Instructions to follow. Retype the listing that follows, exactly as written.
»»
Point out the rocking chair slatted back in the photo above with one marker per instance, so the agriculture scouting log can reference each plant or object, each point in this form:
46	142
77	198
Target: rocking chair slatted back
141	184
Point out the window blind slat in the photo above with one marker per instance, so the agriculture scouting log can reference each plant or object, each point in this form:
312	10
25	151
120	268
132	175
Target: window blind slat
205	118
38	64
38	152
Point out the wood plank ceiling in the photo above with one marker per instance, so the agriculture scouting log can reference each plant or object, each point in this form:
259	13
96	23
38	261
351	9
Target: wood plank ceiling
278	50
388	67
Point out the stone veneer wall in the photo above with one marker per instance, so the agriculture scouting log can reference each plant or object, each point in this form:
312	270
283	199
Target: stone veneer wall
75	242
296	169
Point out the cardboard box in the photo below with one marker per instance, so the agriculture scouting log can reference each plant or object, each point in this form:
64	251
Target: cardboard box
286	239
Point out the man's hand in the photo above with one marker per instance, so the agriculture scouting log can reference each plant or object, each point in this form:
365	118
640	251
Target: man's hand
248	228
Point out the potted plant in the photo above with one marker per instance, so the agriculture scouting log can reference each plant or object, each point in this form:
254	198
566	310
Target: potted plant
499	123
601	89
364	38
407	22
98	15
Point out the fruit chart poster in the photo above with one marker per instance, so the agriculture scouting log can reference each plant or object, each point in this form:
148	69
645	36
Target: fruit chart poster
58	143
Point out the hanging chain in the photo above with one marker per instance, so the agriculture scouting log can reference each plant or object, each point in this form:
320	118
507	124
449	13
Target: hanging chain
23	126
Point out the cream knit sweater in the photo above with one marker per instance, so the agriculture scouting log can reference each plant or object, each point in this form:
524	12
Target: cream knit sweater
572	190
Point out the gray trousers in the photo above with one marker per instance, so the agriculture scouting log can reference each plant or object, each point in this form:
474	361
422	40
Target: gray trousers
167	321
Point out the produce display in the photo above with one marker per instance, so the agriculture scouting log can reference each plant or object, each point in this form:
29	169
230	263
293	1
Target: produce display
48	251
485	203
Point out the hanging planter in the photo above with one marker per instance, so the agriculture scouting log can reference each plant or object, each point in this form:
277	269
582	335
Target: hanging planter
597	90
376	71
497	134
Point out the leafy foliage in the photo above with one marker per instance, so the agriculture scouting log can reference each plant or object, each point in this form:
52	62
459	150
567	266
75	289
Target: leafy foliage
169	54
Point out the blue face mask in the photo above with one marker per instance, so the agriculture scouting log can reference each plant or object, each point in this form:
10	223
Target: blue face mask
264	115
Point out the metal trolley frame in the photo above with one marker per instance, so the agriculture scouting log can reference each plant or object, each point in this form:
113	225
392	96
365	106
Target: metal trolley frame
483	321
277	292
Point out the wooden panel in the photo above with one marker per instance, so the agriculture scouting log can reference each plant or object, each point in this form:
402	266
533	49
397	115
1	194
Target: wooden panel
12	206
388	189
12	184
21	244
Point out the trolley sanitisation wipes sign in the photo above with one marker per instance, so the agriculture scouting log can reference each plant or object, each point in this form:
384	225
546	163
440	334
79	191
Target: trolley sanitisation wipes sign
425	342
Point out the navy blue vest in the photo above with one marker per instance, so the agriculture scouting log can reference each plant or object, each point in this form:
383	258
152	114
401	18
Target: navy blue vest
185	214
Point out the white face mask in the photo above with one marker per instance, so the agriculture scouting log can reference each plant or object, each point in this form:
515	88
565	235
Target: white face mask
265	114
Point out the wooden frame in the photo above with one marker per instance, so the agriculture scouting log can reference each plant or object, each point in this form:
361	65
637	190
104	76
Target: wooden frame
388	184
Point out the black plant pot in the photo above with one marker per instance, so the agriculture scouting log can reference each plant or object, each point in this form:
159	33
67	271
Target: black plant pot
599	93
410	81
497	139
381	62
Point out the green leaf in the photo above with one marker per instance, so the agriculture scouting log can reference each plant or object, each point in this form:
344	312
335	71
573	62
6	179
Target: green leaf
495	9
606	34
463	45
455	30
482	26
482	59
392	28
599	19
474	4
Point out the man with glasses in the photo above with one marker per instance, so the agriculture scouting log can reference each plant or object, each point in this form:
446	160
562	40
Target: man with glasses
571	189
««
Answer to the exercise.
Point out the rocking chair slatted back in the photo above with one marker per instance, so the agriculture scouting log can reference each plant or object, each point in this form:
46	142
77	198
Target: rocking chair slatted back
141	184
Point out the window blind slat in the photo above with one marker per instance, so the agriculture scouting log can reference each plant or object, each point in this form:
312	10
25	151
120	268
132	175
Target: window blind slat
205	118
38	64
38	152
Point out the wood plank ceiling in the photo above with one marker per instance, so the agriculture scouting log can reference each plant or object, each point in this form:
259	13
96	23
38	261
351	9
Target: wood plank ceiling
278	50
388	67
Point out the stone veneer wall in the photo above with one marker per instance, so the agriculture scouting log can reference each plant or object, each point in this form:
312	270
283	199
Target: stone veneer wall
75	242
296	169
Point out the cardboard box in the photo below with one marker per instance, so the agriculture scouting log can reference each plant or object, each point in this form:
64	251
Target: cardboard box
286	239
Point out the man's hand in the photo above with one marker per instance, so the agriculture scouting log can reference each plant or object, each point in this form:
365	118
640	251
Target: man's hand
248	228
Point out the potted plant in the photo above with one marker per instance, so the agriculture scouting log can reference each plant or object, each point in this form:
254	198
566	310
Target: potted plant
499	123
601	89
364	38
407	22
98	15
Point out the fruit chart poster in the photo above with one marker per instance, so the agriculture scouting log can reference each plant or object, each point in this form:
148	69
645	36
Target: fruit chart poster
58	143
Point out the hanging chain in the photo above with one marker per instance, so the agriculture scouting log can reference each plant or object, each point in this form:
320	118
507	124
449	13
Target: hanging chain
23	126
Point out the cream knit sweater in the photo above with one marker per instance, so the agriculture scouting log can reference each plant or object, each point in this form:
524	12
Target: cream knit sweater
572	190
Point out the gray trousers in the photo above with one marker per instance, so the agriculture scouting log can reference each plant or object, each point in this form:
474	361
422	40
Target: gray trousers
167	321
Point out the produce display in the photo above with one marker per instance, so the agriculture scouting log can reference each plant or object, each point in this form:
29	169
230	263
293	1
Target: produce display
48	251
485	203
Point out the hanging planter in the photo above with one marker per instance, so the agriculture scouting log can reference each plant or object, each point in this form:
277	269
582	335
Target: hanging planter
597	90
376	71
497	134
Point out the leafy foliage in the photo above with one marker per instance, so the agriculture scouting log can reference each plant or object, each point in this form:
52	62
459	150
567	266
75	289
Target: leafy foliage
169	54
Point out the blue face mask in the photo above with one marker per instance, so the agriculture scouting log can reference each plant or object, each point in this form:
10	223
Target: blue face mask
264	115
Point out the metal trolley frame in the photo above with one marker per instance, so the agriculture scouting log can reference each plant or object, each point in this form:
113	225
392	96
365	106
Target: metal trolley frame
483	321
277	292
Point out the wooden panel in the photo above with one marker per instance, so the agriculture scouting log can reference each plant or object, each point in this form:
402	266
533	49
397	115
1	194
Target: wooden panel
12	206
388	189
12	184
21	244
Point out the trolley sanitisation wipes sign in the photo above with one marker per instance, so the agriculture scouting log can reference each plant or object, each point in this form:
384	225
546	163
440	334
79	191
Target: trolley sanitisation wipes sign
425	342
Point out the navy blue vest in the photo above with one marker per instance, so the agriculture scouting log can reference each plant or object, each point in this form:
383	258
152	114
401	18
Target: navy blue vest
185	214
Point out the white face mask in the photo above with one marker per instance, so the agriculture scouting log can reference each plant or object, each point in this form:
515	88
565	235
Target: white face mask
265	114
Point out the wooden frame in the photo above with one marker per instance, so the agriculture scouting log can reference each plant or object, each point in this form:
361	65
637	190
104	76
Target: wooden frame
388	184
Point out the black plant pot in the photo above with one marker per instance, so the agriculture scouting log can reference each plant or object, each point in this form:
159	33
67	271
Target: black plant pot
599	93
410	81
497	139
381	62
Point out the green leaf in the photo above with one marker per instance, so the agriculture scouting log can reference each plant or object, each point in this form:
344	312
335	71
573	62
6	179
Target: green leaf
495	9
606	34
463	45
455	30
482	26
482	59
392	28
599	19
474	4
Point out the man with glasses in the photo above with one marker per instance, so the agriculture scouting log can reference each plant or object, each point in this form:
446	160
562	40
Target: man with glasses
571	189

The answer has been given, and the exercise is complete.